### PAGE:
Taking up this Latin proverb, which says that a name of a thing or a person reveals its nature, have you ever wondered, why Arethusa is called “Arethusa” and not “annotation-framework”, what it actually is? Or, why this guy is sitting in the midst of our logo having his hands bound to his back while being attacked by an eagle?

To answer these questions we need to take a step back and have a closer look at the character of classicists. When they start a project - be it a journal, a computer platform, or whatever -, they think of a name for it. Since they believe their project is going to be known world wide, this name should be concise, easy to recognize and mind-catching. All of these adjectives can be applied to names from ancient mythology: Classicists do not only remember the names of Kirke, Minos or Kadmos easily, but they connect it with some other information, which is related to the relevant project. To bring you some examples: there’s a journal dealing mainly with classic history called Klio. This is because Klio is the muse of history and historiography. The namesake of another journal containing classical philology papers is the Greek god Hermes, who is said to be the messenger of the Olympian gods.

Obviously, smart and clever researcher spend some time to name their projects. Of course, Klio or Hermes are more exciting than ‘Journal of Hellenic Studies’ (though it is quite clear to the reader what to expect…) Let’s head back to the guy being maltreated in our logo. People who are acquainted with ancient mythology already know, what that scene shows: it’s Prometheus, who as punishment for revealing the secrets of the gods to mankind is bound in the Caucasians mountains, where every day an eagle flies by and eats the traitor’s liver (which will grow back over night). So, where’s the connection to LLT, you might ask. Prometheus knows the secret of the Gods and reveals them to mankind. Being humble, we thought that’s what our project should do. Reveal the arcanes of Latin to the world… When we decided to call our project Latin Language Toolkit (which is quite an obvious title), we didn’t want to dump the Prometheus idea. So we kept the name for our Latin stem database. That’s the simple story of our logo…

Let’s turn to Arethusa. That’s a bit trickier, but nonetheless... smart and clever. Because this is a story of names, we won’t conceal our first idea of naming Arethusa. Being clear we thought of something like “Handler of Annotation Services”. However, the acronym for that name would be HANS. For obvious reasons (well it’s not a name from ancient mythology…) we skipped that.

### TASKS AND EXERCISES:
• a. Answer these questions from the passage on naming classics projects:
(i) According to the passage, who is Klio?
(ii) What did Prometheus do to earn his punishment?
(iii) What acronym did the first name considered for Arethusa produce?
• b. Decide whether each statement agrees with the passage on naming classics projects. Answer yes or no, and quote the words that settle it.
(i) The Prometheus name was kept for the project's Latin stem database.
(ii) The journal named after Hermes deals mainly with classic history.
(iii) The liver eaten by the eagle grows back overnight.
• c. Carry on writing the passage on naming classics projects, starting after its final sentence.

### EXTRACTED DATA:
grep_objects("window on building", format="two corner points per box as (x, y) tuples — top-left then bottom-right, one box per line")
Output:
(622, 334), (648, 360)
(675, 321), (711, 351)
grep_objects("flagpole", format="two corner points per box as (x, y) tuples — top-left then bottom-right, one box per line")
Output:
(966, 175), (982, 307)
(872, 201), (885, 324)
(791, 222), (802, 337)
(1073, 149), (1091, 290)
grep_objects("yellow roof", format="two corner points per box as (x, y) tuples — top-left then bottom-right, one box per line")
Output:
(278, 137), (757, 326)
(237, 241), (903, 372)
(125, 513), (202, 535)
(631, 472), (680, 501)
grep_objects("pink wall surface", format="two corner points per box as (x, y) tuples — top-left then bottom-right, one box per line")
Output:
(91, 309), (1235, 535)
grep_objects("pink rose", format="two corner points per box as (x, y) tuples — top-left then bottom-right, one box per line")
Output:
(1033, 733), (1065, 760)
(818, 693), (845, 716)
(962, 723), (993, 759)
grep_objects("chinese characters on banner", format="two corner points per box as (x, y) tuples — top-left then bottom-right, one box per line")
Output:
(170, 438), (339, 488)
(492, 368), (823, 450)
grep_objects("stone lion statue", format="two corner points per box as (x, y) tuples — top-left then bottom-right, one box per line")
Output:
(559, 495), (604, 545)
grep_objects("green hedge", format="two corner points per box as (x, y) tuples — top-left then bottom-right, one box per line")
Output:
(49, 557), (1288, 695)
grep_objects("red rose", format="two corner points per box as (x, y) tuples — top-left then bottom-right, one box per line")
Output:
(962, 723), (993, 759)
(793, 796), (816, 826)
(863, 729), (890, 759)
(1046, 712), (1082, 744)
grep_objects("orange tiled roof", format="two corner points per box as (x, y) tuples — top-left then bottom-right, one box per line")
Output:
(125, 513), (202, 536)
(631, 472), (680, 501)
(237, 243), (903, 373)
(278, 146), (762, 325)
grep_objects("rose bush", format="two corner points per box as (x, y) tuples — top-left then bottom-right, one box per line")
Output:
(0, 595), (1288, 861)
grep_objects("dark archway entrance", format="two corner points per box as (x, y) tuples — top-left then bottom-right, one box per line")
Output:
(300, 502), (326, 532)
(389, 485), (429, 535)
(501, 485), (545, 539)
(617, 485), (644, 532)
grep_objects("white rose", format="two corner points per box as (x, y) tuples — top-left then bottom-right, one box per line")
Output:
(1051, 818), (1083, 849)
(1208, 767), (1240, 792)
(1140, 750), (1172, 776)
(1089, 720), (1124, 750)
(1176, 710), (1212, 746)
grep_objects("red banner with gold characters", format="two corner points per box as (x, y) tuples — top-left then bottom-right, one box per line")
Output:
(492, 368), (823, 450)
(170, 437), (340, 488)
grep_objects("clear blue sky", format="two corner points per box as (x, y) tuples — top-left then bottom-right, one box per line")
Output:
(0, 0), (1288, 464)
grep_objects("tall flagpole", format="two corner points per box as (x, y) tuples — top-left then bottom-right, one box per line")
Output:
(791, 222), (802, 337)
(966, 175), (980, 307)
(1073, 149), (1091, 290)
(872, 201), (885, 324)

### WRITTEN ANSWERS:
• a.
(i) The muse of history and historiography.
(ii) He revealed the secrets of the gods to mankind.
(iii) HANS.

• b.
(i) Yes: "So we kept the name for our Latin stem database."
(ii) No: "The namesake of another journal containing classical philology papers is the Greek god Hermes"
(iii) Yes: "eats the traitor’s liver (which will grow back over night)"

• c.
In mythology Arethusa was a nymph, who dwelled in Arcadia, where once Alpheios fell in love with her, but she didn’t return his feelings and fled from him to Ortygia, an Island near Sicily, and became a well. Alpheios now turning himself into a river followed her and unites with her in the water. (The Greek writer Pausanias talks about that)

The missing link here is the Alpheios project (somebody named that too!), which was the predecessor of Arethusa concerning treebanking. So the name of this annotation framework indicates a connection to a former treebanking project, or - to put it in a nutshell - nomen est omen.

As you can see, names do reveal the nature of things and even the nature of their name giver. We definitely unmasked our smart-and-clever-classicist-characters here (once again).